Retype the complete listing exactly as it appears.

**Exercise data**:

—————

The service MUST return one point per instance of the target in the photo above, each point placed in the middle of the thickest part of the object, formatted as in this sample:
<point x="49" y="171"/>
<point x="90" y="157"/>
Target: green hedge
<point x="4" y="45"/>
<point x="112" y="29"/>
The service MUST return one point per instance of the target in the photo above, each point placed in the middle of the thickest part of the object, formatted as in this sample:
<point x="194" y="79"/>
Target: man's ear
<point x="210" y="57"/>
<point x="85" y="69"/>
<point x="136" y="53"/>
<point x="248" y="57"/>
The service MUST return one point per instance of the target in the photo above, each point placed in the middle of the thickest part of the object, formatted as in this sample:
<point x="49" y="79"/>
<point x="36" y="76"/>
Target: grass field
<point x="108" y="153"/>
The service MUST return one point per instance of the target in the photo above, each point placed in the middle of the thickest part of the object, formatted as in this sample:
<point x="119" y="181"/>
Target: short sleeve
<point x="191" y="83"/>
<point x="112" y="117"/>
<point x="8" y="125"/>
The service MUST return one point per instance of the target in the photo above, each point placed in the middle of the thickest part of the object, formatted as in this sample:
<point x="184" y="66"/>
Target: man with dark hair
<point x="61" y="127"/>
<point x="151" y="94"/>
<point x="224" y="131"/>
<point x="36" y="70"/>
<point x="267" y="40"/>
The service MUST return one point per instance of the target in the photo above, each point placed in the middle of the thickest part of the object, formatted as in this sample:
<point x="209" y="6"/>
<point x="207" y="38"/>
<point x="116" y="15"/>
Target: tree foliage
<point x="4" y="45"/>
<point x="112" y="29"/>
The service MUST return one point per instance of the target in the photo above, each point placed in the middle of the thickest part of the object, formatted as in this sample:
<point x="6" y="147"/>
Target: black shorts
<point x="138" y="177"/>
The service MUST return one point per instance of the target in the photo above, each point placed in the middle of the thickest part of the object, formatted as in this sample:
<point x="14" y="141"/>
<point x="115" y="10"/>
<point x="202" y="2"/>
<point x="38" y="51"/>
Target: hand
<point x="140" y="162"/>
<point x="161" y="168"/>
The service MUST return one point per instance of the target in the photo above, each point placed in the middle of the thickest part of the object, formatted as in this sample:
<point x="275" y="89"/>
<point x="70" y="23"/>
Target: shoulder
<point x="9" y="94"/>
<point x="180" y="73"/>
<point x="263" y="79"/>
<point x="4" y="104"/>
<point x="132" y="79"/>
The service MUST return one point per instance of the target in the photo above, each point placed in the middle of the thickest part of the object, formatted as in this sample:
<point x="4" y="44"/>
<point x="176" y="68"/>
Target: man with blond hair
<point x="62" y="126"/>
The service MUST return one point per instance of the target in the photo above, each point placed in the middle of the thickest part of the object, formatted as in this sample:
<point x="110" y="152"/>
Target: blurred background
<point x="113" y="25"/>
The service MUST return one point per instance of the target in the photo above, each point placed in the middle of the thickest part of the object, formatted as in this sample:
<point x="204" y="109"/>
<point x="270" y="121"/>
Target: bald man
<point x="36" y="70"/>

—————

**Exercise result**:
The service MUST return one point per instance of the target in the photo above, each point placed in the middle of the thickest part of the object, formatted as in this sample:
<point x="49" y="171"/>
<point x="90" y="157"/>
Target: green hedge
<point x="4" y="45"/>
<point x="112" y="29"/>
The service MUST return one point per instance of the target in the photo above, each point placed in the middle of the thickest part of the object, formatted as in this sample:
<point x="194" y="79"/>
Target: man's ear
<point x="210" y="57"/>
<point x="85" y="69"/>
<point x="136" y="53"/>
<point x="248" y="57"/>
The service MUST return one point per instance of the target in the photo above, each point placed in the middle of the thickest part of the object, formatted as in this sample:
<point x="49" y="79"/>
<point x="36" y="76"/>
Target: grass field
<point x="108" y="153"/>
The service MUST return one point per instance of the target in the photo above, each point placed in the middle of the thickest part of the object, formatted as in this sample:
<point x="119" y="181"/>
Target: short sleeve
<point x="191" y="83"/>
<point x="112" y="117"/>
<point x="8" y="125"/>
The service MUST return one point per instance of the target in the photo above, each point placed in the middle of the thickest part of the object, formatted as in this sample:
<point x="184" y="66"/>
Target: man with dark hair
<point x="61" y="127"/>
<point x="151" y="94"/>
<point x="224" y="131"/>
<point x="36" y="70"/>
<point x="267" y="40"/>
The service MUST return one point per instance of the target in the photo above, each point placed in the middle of the thickest part of the object, formatted as in this sample:
<point x="209" y="6"/>
<point x="207" y="38"/>
<point x="116" y="15"/>
Target: tree foliage
<point x="4" y="45"/>
<point x="112" y="29"/>
The service MUST return one point per instance of the target in the photo above, each point placed in the middle of the thickest part of the object, formatted as in this sample:
<point x="6" y="147"/>
Target: black shorts
<point x="138" y="177"/>
The service MUST return one point per instance of the target in the photo above, each point placed in the middle of the thickest part of the object, formatted as in this sample:
<point x="14" y="141"/>
<point x="115" y="10"/>
<point x="202" y="2"/>
<point x="38" y="51"/>
Target: hand
<point x="140" y="162"/>
<point x="161" y="168"/>
The service MUST return one point per instance of the target in the photo above, each point placed in the middle of the thickest part of the object, formatted as in this sample:
<point x="275" y="89"/>
<point x="70" y="23"/>
Target: shoulder
<point x="9" y="94"/>
<point x="180" y="73"/>
<point x="263" y="79"/>
<point x="4" y="104"/>
<point x="132" y="79"/>
The service MUST return one point per instance of the target in the photo above, each point placed in the middle of the thickest part of the object, formatted as in this sample:
<point x="4" y="44"/>
<point x="176" y="68"/>
Target: man with blond hair
<point x="62" y="126"/>
The service MUST return one point per instance of the target in the photo above, each point placed in the middle of the thickest part of the object, formatted as in this sample:
<point x="110" y="152"/>
Target: blurred background
<point x="113" y="25"/>
The service MUST return one point per instance of the target in the photo above, each point placed in the middle of the thickest part of the object, formatted as in this sample:
<point x="204" y="109"/>
<point x="270" y="121"/>
Target: bald man
<point x="36" y="70"/>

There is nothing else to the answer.